= YOUR GOAL =
In the post below on the politics of human nature, what things do Christian conservatives set about conserving?

** PAGE EXTRACT follows **

Monday, August 1, 2011

The Politics of Human Nature

            We are not born civilized. 
            We acquire civility, if at all, only later.  The truest and best way to acquire civility is under the guidance of a wise moral order, and under the nurture of a well-functioning traditional family.  While other paths to civility are possible and sometimes work, the happy combination of family and wise moral authority is the most dependable way to gain access to the hard-won wisdom of our ancestors, wisdom gained slowly and painfully over the centuries in the crucible of real life and in the light of revelation.
            In other words, because we human beings are not born civilized, we are always only one generation from barbarism. We must domesticate each new generation, just as we were domesticated in our turn.  To convert the brutes we all are born into the civilized persons we ought to be requires nothing less than the wisdom of God.  Barbarism is not behind us; it is within us, and it is persistent.  Our demons die hard, if at all.  If they are to die, God must kill them.  Government cannot.  The deepest and most profound human ills have no political solution.  To think and act as if they do is foolish.  How much time, effort, and treasure we have wasted trying to do by means of government what can never be done is far, quite far, beyond calculation.
            Faced with the perennial challenge of civilizing the next generation, and fully aware that in order to civilize it they must begin with God, Christian conservatives turn first to revelation, to the works and words God Himself, works and words graciously bestowed upon this fallen and twisted world, a world utterly lost and never to be found without them.  Thus, while Christian conservatives might value the good, the true, and the beautiful, they know that without God we can never find them or preserve them.  Indeed, without God we could not even convincingly define them.  While Christian conservatives set about conserving things like justice, the traditional family, and even civilization itself -- things always at risk and under siege -- they know that the best defense of them is the revelation of God, by which, and only by which, can things be seen and done aright.  I am not saying that we cannot begin without God.  I am saying that we cannot begin well without God.

** End of PAGE EXTRACT **
** SUPPLIED INFORMATION follows **

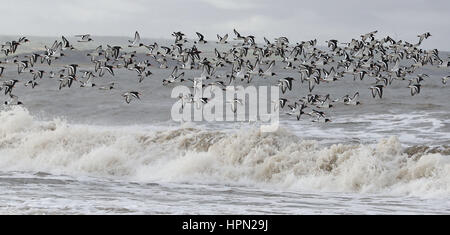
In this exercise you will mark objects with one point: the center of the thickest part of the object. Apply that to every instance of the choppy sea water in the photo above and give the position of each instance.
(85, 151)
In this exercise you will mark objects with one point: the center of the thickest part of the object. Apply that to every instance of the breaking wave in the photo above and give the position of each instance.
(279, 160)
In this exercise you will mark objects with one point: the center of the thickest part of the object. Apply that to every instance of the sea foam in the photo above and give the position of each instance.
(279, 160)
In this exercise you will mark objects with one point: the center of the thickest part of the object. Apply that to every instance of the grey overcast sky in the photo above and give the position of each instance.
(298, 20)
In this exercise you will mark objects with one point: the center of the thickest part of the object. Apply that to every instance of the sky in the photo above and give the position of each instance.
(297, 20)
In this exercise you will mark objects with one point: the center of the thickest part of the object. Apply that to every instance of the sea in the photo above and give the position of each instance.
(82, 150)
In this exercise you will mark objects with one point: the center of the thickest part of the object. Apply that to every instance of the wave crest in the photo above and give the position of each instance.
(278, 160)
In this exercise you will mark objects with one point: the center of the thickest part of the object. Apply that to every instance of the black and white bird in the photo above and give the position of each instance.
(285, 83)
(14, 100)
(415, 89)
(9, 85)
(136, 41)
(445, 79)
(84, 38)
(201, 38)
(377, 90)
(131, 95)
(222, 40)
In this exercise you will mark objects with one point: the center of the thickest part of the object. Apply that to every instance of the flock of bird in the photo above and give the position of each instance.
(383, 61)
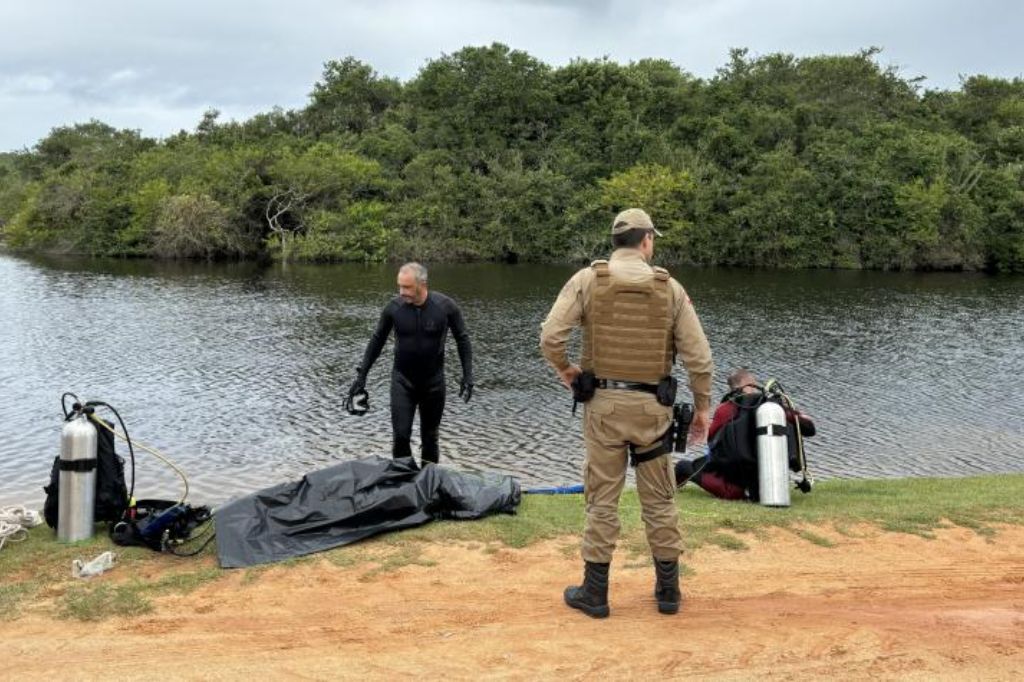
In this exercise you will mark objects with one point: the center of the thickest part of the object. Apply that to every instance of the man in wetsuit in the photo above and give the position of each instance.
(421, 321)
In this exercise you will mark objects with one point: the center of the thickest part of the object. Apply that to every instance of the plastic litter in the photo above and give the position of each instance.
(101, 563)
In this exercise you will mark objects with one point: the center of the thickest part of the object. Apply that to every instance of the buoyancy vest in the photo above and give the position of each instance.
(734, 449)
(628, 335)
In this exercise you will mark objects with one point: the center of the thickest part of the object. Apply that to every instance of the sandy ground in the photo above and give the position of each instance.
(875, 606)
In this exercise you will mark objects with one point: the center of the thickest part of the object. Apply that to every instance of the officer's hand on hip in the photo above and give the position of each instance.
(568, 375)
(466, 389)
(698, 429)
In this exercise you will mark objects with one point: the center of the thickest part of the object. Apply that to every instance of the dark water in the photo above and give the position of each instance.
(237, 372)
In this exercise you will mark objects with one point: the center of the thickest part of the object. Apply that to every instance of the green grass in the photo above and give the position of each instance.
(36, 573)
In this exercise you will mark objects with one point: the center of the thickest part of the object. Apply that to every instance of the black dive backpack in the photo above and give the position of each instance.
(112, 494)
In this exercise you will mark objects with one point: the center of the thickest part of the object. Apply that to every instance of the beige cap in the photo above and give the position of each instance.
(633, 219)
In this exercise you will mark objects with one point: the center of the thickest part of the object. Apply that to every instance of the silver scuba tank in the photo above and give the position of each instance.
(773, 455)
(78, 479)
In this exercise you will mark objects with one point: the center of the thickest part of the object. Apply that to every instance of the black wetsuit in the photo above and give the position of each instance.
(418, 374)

** End of SUPPLIED INFORMATION **

= SOLUTION TO THIS EXERCISE =
Justice, the traditional family, and civilization itself.